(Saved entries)
--- Begin ---
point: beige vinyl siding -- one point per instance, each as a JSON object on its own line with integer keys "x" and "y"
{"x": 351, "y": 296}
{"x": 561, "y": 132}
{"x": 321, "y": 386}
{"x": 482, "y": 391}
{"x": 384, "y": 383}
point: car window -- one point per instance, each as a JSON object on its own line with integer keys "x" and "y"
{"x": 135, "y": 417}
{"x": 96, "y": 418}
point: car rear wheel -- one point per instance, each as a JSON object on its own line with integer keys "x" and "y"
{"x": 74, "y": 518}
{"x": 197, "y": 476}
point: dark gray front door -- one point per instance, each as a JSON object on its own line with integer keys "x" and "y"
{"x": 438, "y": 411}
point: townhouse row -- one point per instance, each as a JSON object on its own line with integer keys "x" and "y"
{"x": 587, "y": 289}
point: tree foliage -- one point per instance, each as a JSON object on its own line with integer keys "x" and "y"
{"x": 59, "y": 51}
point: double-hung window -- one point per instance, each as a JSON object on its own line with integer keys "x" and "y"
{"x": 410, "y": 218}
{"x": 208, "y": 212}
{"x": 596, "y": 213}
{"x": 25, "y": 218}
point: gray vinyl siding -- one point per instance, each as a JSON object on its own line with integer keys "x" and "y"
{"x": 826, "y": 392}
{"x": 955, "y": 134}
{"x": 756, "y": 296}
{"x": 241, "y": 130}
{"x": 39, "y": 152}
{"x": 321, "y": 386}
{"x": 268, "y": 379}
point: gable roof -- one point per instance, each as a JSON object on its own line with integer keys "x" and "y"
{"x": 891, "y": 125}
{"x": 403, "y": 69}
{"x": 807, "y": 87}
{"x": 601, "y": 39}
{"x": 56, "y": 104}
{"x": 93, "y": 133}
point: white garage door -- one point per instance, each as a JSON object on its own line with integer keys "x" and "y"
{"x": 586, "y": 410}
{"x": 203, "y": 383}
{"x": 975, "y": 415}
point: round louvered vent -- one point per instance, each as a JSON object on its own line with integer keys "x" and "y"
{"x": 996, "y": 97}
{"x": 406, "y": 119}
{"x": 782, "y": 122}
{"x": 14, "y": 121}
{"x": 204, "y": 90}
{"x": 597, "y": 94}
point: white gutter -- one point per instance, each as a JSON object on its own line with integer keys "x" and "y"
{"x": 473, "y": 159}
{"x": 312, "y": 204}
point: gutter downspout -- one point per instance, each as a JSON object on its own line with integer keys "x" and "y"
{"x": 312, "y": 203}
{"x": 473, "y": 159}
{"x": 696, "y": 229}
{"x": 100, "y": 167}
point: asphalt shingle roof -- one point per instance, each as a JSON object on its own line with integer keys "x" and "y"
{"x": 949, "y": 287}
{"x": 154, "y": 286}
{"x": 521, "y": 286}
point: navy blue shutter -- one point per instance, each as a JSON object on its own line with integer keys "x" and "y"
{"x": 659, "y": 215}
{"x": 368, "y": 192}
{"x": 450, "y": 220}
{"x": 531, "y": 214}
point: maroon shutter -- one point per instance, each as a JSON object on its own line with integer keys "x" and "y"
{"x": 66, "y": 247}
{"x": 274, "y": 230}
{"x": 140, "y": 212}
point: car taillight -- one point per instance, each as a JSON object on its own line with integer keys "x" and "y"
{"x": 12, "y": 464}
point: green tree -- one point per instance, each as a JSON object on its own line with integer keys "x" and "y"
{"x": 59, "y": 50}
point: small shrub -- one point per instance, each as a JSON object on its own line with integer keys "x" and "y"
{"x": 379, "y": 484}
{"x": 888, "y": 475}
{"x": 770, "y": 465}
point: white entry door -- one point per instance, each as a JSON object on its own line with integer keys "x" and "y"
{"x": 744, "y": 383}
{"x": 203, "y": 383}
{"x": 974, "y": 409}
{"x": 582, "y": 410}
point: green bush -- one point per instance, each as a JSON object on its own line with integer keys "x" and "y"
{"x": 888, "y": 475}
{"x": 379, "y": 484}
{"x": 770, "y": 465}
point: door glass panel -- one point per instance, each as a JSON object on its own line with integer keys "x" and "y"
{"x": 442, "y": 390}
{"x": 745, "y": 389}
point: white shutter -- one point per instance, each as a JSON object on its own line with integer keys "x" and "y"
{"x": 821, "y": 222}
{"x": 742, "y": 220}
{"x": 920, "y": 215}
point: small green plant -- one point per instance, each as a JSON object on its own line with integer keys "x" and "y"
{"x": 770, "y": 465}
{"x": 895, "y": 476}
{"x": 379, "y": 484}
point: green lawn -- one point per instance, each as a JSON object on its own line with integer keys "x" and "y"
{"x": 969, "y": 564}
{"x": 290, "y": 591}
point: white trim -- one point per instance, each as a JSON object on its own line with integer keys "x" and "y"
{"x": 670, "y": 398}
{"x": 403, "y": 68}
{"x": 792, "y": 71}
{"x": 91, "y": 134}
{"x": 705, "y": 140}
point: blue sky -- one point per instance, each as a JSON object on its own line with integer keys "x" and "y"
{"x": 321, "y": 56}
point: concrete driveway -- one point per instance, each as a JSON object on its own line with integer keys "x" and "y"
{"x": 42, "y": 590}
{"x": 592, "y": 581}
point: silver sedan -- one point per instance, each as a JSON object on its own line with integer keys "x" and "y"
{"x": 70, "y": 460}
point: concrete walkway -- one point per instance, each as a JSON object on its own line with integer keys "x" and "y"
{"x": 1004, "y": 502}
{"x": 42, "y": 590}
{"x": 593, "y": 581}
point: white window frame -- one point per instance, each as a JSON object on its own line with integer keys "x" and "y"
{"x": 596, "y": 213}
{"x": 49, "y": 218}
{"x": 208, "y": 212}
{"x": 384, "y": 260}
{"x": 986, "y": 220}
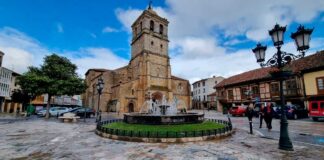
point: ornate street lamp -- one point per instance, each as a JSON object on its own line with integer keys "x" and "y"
{"x": 279, "y": 59}
{"x": 100, "y": 86}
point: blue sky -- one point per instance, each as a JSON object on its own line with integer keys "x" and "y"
{"x": 206, "y": 37}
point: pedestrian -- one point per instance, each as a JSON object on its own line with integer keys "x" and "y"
{"x": 261, "y": 115}
{"x": 268, "y": 114}
{"x": 250, "y": 113}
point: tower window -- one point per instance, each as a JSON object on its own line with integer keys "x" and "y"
{"x": 161, "y": 29}
{"x": 141, "y": 26}
{"x": 151, "y": 25}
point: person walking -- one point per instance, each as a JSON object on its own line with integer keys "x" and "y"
{"x": 250, "y": 113}
{"x": 261, "y": 115}
{"x": 268, "y": 113}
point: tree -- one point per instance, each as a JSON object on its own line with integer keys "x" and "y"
{"x": 21, "y": 97}
{"x": 57, "y": 76}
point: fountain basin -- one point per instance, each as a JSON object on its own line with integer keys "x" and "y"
{"x": 180, "y": 118}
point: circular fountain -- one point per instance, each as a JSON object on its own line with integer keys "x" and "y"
{"x": 163, "y": 121}
{"x": 163, "y": 112}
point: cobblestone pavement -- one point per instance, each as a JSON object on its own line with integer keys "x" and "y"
{"x": 300, "y": 131}
{"x": 37, "y": 138}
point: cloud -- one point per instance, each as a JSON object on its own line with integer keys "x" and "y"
{"x": 22, "y": 51}
{"x": 109, "y": 30}
{"x": 59, "y": 28}
{"x": 93, "y": 35}
{"x": 198, "y": 30}
{"x": 95, "y": 58}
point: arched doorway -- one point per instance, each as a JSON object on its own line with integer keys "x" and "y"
{"x": 131, "y": 107}
{"x": 157, "y": 96}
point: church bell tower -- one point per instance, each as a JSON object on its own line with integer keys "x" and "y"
{"x": 150, "y": 34}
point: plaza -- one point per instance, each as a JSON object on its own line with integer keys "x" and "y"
{"x": 37, "y": 138}
{"x": 178, "y": 80}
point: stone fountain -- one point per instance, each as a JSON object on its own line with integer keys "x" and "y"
{"x": 163, "y": 112}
--- End ---
■ Work to do ■
Turn every line of the items above into a numbered list, skipping blank lines and leaving the pictures out.

■ Solution for this exercise ■
1. point: beige vinyl siding -- one point per instance, each as a JSON object on its own line with integer keys "x" and "y"
2. {"x": 351, "y": 296}
3. {"x": 561, "y": 132}
4. {"x": 321, "y": 386}
5. {"x": 482, "y": 391}
6. {"x": 384, "y": 383}
7. point: car window -- one point per instance, each as a JSON object on its own line with integer keys "x" and "y"
8. {"x": 135, "y": 417}
9. {"x": 96, "y": 418}
10. point: car rear wheel -- one point per instance, each as a JSON object on its own line with integer keys "x" and "y"
11. {"x": 74, "y": 518}
12. {"x": 197, "y": 476}
13. point: dark gray front door -- one point per instance, each as a JSON object on its own line with integer keys "x" and "y"
14. {"x": 438, "y": 411}
15. point: townhouse row -- one point per instance, each as a JSON object on its own line with integer keys "x" and "y"
16. {"x": 587, "y": 289}
17. point: tree foliage -- one point per instance, each as a JSON object on its own line with integer keys "x" and "y"
18. {"x": 59, "y": 51}
19. point: double-hung window -- one point per instance, each as a JSON object on its own line with integer keys "x" and "y"
20. {"x": 410, "y": 218}
21. {"x": 208, "y": 212}
22. {"x": 596, "y": 213}
23. {"x": 25, "y": 218}
24. point: gray vinyl siding -- one point per instance, each as a JSON object on its own line with integer keys "x" and "y"
25. {"x": 826, "y": 392}
26. {"x": 955, "y": 134}
27. {"x": 756, "y": 296}
28. {"x": 241, "y": 130}
29. {"x": 39, "y": 152}
30. {"x": 321, "y": 386}
31. {"x": 268, "y": 379}
32. point: gable roof -- one point per instance, each as a JSON object on its own line with integer keys "x" and "y"
33. {"x": 891, "y": 125}
34. {"x": 403, "y": 69}
35. {"x": 807, "y": 87}
36. {"x": 601, "y": 39}
37. {"x": 56, "y": 104}
38. {"x": 93, "y": 133}
39. point: white garage door -- one point per instance, each as a JSON object on its own line with integer keys "x" and "y"
40. {"x": 586, "y": 410}
41. {"x": 203, "y": 383}
42. {"x": 975, "y": 415}
43. point: round louvered vent -- one point per instance, each as a JSON object on its own line with integer keys "x" and "y"
44. {"x": 996, "y": 97}
45. {"x": 406, "y": 119}
46. {"x": 782, "y": 122}
47. {"x": 14, "y": 121}
48. {"x": 204, "y": 90}
49. {"x": 597, "y": 94}
50. point: white gutter -- one point per instance, each as a JSON object on its own line with integer keys "x" and "y"
51. {"x": 473, "y": 159}
52. {"x": 312, "y": 204}
53. point: gutter downspout -- one point per instance, each as a JSON object on its own line with integer keys "x" and "y"
54. {"x": 312, "y": 203}
55. {"x": 473, "y": 159}
56. {"x": 696, "y": 229}
57. {"x": 100, "y": 167}
58. point: asphalt shingle roof -- one point per instance, each as a JSON object on its own line with integer keys "x" and "y"
59. {"x": 949, "y": 287}
60. {"x": 154, "y": 286}
61. {"x": 521, "y": 286}
62. point: navy blue shutter -- one point per instance, each as a JSON object on its own line with integer keys "x" and "y"
63. {"x": 659, "y": 215}
64. {"x": 368, "y": 192}
65. {"x": 450, "y": 220}
66. {"x": 531, "y": 214}
67. point: maroon shutter -- one point per instance, each as a JSON object on its own line with integer keys "x" and "y"
68. {"x": 66, "y": 247}
69. {"x": 274, "y": 230}
70. {"x": 140, "y": 212}
71. point: car taillight -- one point per instance, each as a JSON object on its own line with integer keys "x" and "y"
72. {"x": 12, "y": 464}
73. point: green tree -- one point per instance, each as a JSON object on its own line with integer keys "x" and "y"
74. {"x": 59, "y": 50}
75. point: small shrub -- one point per instance, each as a JSON object on its own line with integer keys "x" and "y"
76. {"x": 379, "y": 484}
77. {"x": 888, "y": 475}
78. {"x": 770, "y": 465}
79. point: white entry door -- one point per instance, each as a JSON object on its own line with integer keys "x" and "y"
80. {"x": 744, "y": 383}
81. {"x": 203, "y": 383}
82. {"x": 974, "y": 409}
83. {"x": 582, "y": 410}
84. point: green bush -- one point per instance, each as a JSON object on its own line with integer keys "x" and "y"
85. {"x": 888, "y": 475}
86. {"x": 379, "y": 484}
87. {"x": 770, "y": 465}
88. point: door glass panel -- one point per instance, each as a JSON object on its own line with integer keys "x" and "y"
89. {"x": 442, "y": 390}
90. {"x": 745, "y": 389}
91. point: white shutter -- one point per instance, each as a JSON object on its own line with integer keys "x" and "y"
92. {"x": 821, "y": 222}
93. {"x": 742, "y": 220}
94. {"x": 920, "y": 215}
95. point: small green plant -- one point per instance, each as a JSON object on its own line with integer keys "x" and "y"
96. {"x": 770, "y": 465}
97. {"x": 895, "y": 476}
98. {"x": 379, "y": 484}
99. point: green lawn -- one point per instance, each as a JSON object on its own line with integer keys "x" and "y"
100. {"x": 969, "y": 564}
101. {"x": 290, "y": 591}
102. point: white trim -- one point per instance, each as a JSON object on its own line with integer keys "x" and "y"
103. {"x": 670, "y": 398}
104. {"x": 403, "y": 68}
105. {"x": 792, "y": 71}
106. {"x": 91, "y": 134}
107. {"x": 705, "y": 140}
108. point: blue sky -- one point per instance, each as a JSON object on its own line with integer keys "x" and "y"
109. {"x": 321, "y": 56}
110. point: concrete driveway -- one point per instance, each as a JSON object on its own line with integer keys "x" and "y"
111. {"x": 42, "y": 590}
112. {"x": 592, "y": 581}
113. point: silver sedan -- one point per instance, each as a JSON object on its own line with integer keys "x" and "y"
114. {"x": 70, "y": 460}
115. point: concrete walkway -- one point per instance, each as a JSON object on its own line with integer keys "x" and "y"
116. {"x": 1004, "y": 502}
117. {"x": 42, "y": 590}
118. {"x": 593, "y": 581}
119. point: white window frame -- one point per instance, each as a JSON object on its own line with integer keys "x" and "y"
120. {"x": 596, "y": 213}
121. {"x": 49, "y": 218}
122. {"x": 208, "y": 212}
123. {"x": 384, "y": 260}
124. {"x": 986, "y": 220}
125. point: ornate street lamp -- one point per instance, each as a JSON object on its own line with integer keys "x" and "y"
126. {"x": 279, "y": 59}
127. {"x": 100, "y": 86}
128. point: blue sky -- one point per instance, each as a JSON object on its own line with integer keys "x" and "y"
129. {"x": 206, "y": 37}
130. point: pedestrian -- one point per instance, each as a JSON object on its own line with integer keys "x" and "y"
131. {"x": 261, "y": 115}
132. {"x": 268, "y": 114}
133. {"x": 250, "y": 113}
134. point: tower window -- one point per instance, each as a JSON object on its own line with integer keys "x" and "y"
135. {"x": 161, "y": 29}
136. {"x": 141, "y": 26}
137. {"x": 151, "y": 25}
138. point: person walking -- one point per instance, each as a JSON object on its own line with integer keys "x" and "y"
139. {"x": 250, "y": 113}
140. {"x": 261, "y": 115}
141. {"x": 268, "y": 113}
142. point: tree -- one point per instance, each as a JSON object on its own line with integer keys "x" and "y"
143. {"x": 21, "y": 97}
144. {"x": 57, "y": 76}
145. point: fountain basin -- one point per instance, each as a JSON object on its own line with integer keys "x" and "y"
146. {"x": 180, "y": 118}
147. point: circular fountain -- one point per instance, each as a JSON object on its own line with integer keys "x" and "y"
148. {"x": 163, "y": 121}
149. {"x": 163, "y": 112}
150. point: cobblestone pavement -- one point per instance, each as a JSON object on its own line with integer keys "x" and "y"
151. {"x": 300, "y": 131}
152. {"x": 37, "y": 138}
153. point: cloud -- one point per instance, each as a JSON object on its own line with integer keys "x" and "y"
154. {"x": 22, "y": 51}
155. {"x": 109, "y": 30}
156. {"x": 59, "y": 28}
157. {"x": 93, "y": 35}
158. {"x": 198, "y": 30}
159. {"x": 95, "y": 58}
160. point: arched doorway -- one point per instance, each as a JSON object on its own line with integer keys "x" and "y"
161. {"x": 131, "y": 107}
162. {"x": 157, "y": 96}
163. point: church bell tower -- one point per instance, each as a JSON object on its own line with integer keys "x" and "y"
164. {"x": 150, "y": 34}
165. point: plaza -- one point per instance, each as a JSON object on its own line with integer keys "x" and "y"
166. {"x": 37, "y": 138}
167. {"x": 178, "y": 80}
168. point: stone fountain -- one point per instance, each as a JSON object on its own line with integer keys "x" and "y"
169. {"x": 163, "y": 112}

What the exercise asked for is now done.